▸ **PROBLEM TO WORK ON**: Return all the rows below word for word, with the pictures left out.

[Lines of data]

□ □ □ □ □ □ □

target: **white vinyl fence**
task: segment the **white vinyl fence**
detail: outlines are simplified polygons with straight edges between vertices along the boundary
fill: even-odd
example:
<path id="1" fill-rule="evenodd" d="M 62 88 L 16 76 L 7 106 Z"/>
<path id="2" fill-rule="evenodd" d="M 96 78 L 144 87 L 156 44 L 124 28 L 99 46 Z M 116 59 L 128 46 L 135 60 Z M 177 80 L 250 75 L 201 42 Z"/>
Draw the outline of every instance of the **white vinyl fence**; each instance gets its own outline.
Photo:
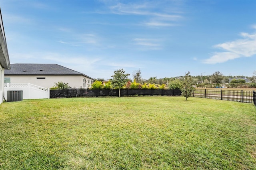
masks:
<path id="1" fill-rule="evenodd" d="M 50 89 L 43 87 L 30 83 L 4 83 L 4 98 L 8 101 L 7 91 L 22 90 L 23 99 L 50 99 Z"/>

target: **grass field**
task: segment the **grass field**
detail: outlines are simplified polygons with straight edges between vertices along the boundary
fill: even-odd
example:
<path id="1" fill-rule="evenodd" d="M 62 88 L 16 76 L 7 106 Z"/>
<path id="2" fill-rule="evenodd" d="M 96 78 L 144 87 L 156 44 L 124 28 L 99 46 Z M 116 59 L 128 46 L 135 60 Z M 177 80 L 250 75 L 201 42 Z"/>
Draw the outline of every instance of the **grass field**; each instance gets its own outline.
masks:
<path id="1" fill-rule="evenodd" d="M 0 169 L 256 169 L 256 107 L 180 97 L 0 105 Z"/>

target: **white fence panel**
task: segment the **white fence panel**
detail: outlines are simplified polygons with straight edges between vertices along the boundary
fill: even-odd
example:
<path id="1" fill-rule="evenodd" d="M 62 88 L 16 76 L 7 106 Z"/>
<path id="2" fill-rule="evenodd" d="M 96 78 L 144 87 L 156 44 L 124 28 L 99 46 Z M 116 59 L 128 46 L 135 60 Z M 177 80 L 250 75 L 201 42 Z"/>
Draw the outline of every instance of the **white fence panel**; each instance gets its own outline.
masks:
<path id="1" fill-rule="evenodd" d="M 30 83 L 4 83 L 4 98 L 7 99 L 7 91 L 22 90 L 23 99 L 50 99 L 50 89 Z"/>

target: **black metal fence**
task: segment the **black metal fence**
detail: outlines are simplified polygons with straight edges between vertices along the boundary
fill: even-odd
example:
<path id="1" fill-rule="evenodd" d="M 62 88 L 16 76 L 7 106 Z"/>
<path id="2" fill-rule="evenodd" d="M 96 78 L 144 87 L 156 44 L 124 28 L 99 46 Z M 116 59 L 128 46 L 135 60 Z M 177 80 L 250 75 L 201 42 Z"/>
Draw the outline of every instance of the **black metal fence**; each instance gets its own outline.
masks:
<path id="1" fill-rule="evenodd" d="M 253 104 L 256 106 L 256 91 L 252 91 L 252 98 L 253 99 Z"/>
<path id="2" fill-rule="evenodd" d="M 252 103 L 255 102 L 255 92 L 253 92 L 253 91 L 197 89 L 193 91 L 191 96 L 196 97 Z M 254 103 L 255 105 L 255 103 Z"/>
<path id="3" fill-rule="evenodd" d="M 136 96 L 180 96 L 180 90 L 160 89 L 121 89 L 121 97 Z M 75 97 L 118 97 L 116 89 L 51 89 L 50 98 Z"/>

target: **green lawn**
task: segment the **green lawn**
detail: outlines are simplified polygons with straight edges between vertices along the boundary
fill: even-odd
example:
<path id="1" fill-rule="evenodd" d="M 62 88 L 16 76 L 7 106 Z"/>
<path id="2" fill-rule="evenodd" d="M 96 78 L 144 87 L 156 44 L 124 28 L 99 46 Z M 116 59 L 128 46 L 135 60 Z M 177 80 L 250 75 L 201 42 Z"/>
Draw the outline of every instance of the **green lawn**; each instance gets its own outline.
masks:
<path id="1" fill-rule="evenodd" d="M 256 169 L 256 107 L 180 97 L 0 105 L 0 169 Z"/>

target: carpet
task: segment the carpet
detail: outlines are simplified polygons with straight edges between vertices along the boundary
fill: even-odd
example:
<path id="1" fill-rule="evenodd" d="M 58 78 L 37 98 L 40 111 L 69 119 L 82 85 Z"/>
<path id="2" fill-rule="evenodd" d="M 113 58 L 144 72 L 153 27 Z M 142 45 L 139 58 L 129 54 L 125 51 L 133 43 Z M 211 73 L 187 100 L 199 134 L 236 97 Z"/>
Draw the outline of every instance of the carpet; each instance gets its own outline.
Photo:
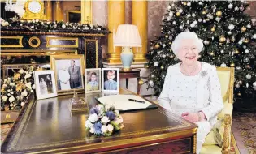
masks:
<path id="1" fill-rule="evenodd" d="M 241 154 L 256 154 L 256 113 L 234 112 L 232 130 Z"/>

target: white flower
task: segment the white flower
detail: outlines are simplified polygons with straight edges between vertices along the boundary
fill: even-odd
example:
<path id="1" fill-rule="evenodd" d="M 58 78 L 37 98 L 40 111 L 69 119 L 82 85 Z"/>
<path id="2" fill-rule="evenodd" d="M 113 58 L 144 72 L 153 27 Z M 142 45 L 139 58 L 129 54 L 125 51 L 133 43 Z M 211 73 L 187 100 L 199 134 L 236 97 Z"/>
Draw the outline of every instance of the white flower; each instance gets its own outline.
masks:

□ □ □ □ □ □ □

▸ **RESULT**:
target: **white vinyl fence**
task: segment the **white vinyl fence**
detail: outlines are simplified polygons with straight edges between vertices along the boundary
fill: even-odd
example:
<path id="1" fill-rule="evenodd" d="M 62 88 L 16 76 L 7 106 Z"/>
<path id="2" fill-rule="evenodd" d="M 96 78 L 144 87 L 156 44 L 124 28 L 99 46 Z M 116 59 L 128 46 L 135 60 Z M 177 80 L 250 75 L 201 42 Z"/>
Draw the outline of every instance of the **white vinyl fence**; each instance gets its own outline.
Photo:
masks:
<path id="1" fill-rule="evenodd" d="M 50 89 L 43 87 L 30 83 L 4 83 L 4 98 L 8 101 L 7 91 L 22 90 L 23 99 L 50 99 Z"/>

target: **grass field**
task: segment the **grass field**
detail: outlines are simplified polygons with straight edges between vertices along the boundary
fill: even-odd
example:
<path id="1" fill-rule="evenodd" d="M 62 88 L 16 76 L 7 106 Z"/>
<path id="2" fill-rule="evenodd" d="M 96 78 L 144 87 L 156 44 L 124 28 L 99 46 Z M 116 59 L 128 46 L 135 60 Z M 177 80 L 250 75 L 201 42 Z"/>
Draw the outline of every instance of the **grass field**; each instance gets its own outline.
masks:
<path id="1" fill-rule="evenodd" d="M 0 169 L 256 169 L 256 107 L 180 97 L 0 105 Z"/>

target: **white fence panel**
task: segment the **white fence panel**
detail: outlines are simplified polygons with straight edges between vertices along the boundary
fill: even-odd
example:
<path id="1" fill-rule="evenodd" d="M 62 88 L 16 76 L 7 106 Z"/>
<path id="2" fill-rule="evenodd" d="M 96 78 L 144 87 L 156 44 L 124 28 L 99 46 Z M 116 59 L 128 46 L 135 60 Z M 177 80 L 250 75 L 201 42 Z"/>
Draw the outline of every instance of the **white fence panel**; each instance gets its own outline.
masks:
<path id="1" fill-rule="evenodd" d="M 30 83 L 4 83 L 4 98 L 7 99 L 7 91 L 22 90 L 23 99 L 50 99 L 50 89 Z"/>

target: **black metal fence**
task: segment the **black metal fence**
detail: outlines are simplified polygons with straight edges between vertices along the boundary
fill: even-odd
example:
<path id="1" fill-rule="evenodd" d="M 62 88 L 16 76 L 7 106 Z"/>
<path id="2" fill-rule="evenodd" d="M 96 78 L 144 87 L 156 44 L 124 28 L 99 46 Z M 116 59 L 128 46 L 135 60 Z M 177 80 L 250 75 L 201 42 Z"/>
Draw the outline of every instance of the **black metal fence**; each instance gets its own outline.
masks:
<path id="1" fill-rule="evenodd" d="M 253 104 L 256 106 L 256 91 L 252 91 L 252 98 L 253 99 Z"/>
<path id="2" fill-rule="evenodd" d="M 252 103 L 255 102 L 255 92 L 253 92 L 253 91 L 197 89 L 193 91 L 191 96 L 196 97 Z M 254 103 L 255 105 L 255 103 Z"/>
<path id="3" fill-rule="evenodd" d="M 136 96 L 180 96 L 180 90 L 160 89 L 121 89 L 121 97 Z M 75 97 L 118 97 L 116 89 L 51 89 L 50 98 Z"/>

target: **green lawn**
task: segment the **green lawn**
detail: outlines are simplified polygons with straight edges between vertices along the boundary
fill: even-odd
example:
<path id="1" fill-rule="evenodd" d="M 62 88 L 16 76 L 7 106 Z"/>
<path id="2" fill-rule="evenodd" d="M 96 78 L 144 87 L 156 44 L 124 28 L 99 46 Z M 116 59 L 128 46 L 135 60 Z M 177 80 L 250 75 L 201 42 Z"/>
Draw the outline of every instance of the **green lawn**; each instance gets its own outline.
masks:
<path id="1" fill-rule="evenodd" d="M 256 169 L 256 107 L 180 97 L 0 105 L 0 169 Z"/>

target: carpet
task: segment the carpet
detail: outlines are simplified polygons with straight edges between vertices along the boundary
fill: even-odd
example:
<path id="1" fill-rule="evenodd" d="M 58 78 L 37 98 L 40 111 L 69 119 L 82 85 Z"/>
<path id="2" fill-rule="evenodd" d="M 113 58 L 144 72 L 153 27 Z M 142 45 L 139 58 L 129 54 L 125 51 L 133 43 Z M 211 73 L 187 100 L 199 134 L 236 97 Z"/>
Draw the outline of every instance of the carpet; each instance gets its own outline.
Photo:
masks:
<path id="1" fill-rule="evenodd" d="M 241 154 L 256 154 L 256 113 L 234 112 L 232 130 Z"/>

target: white flower
task: segment the white flower
detail: outlines are simplified polygons with straight edges between vertices along the boundary
fill: even-odd
example:
<path id="1" fill-rule="evenodd" d="M 58 78 L 37 98 L 40 111 L 69 119 L 82 85 Z"/>
<path id="2" fill-rule="evenodd" d="M 113 58 L 144 72 L 153 27 Z M 142 45 L 139 58 L 129 54 L 125 51 L 133 43 Z M 211 73 L 187 100 L 199 134 L 236 97 Z"/>
Draw the outline of every instance of the white flower; each instance gets its own outline.
masks:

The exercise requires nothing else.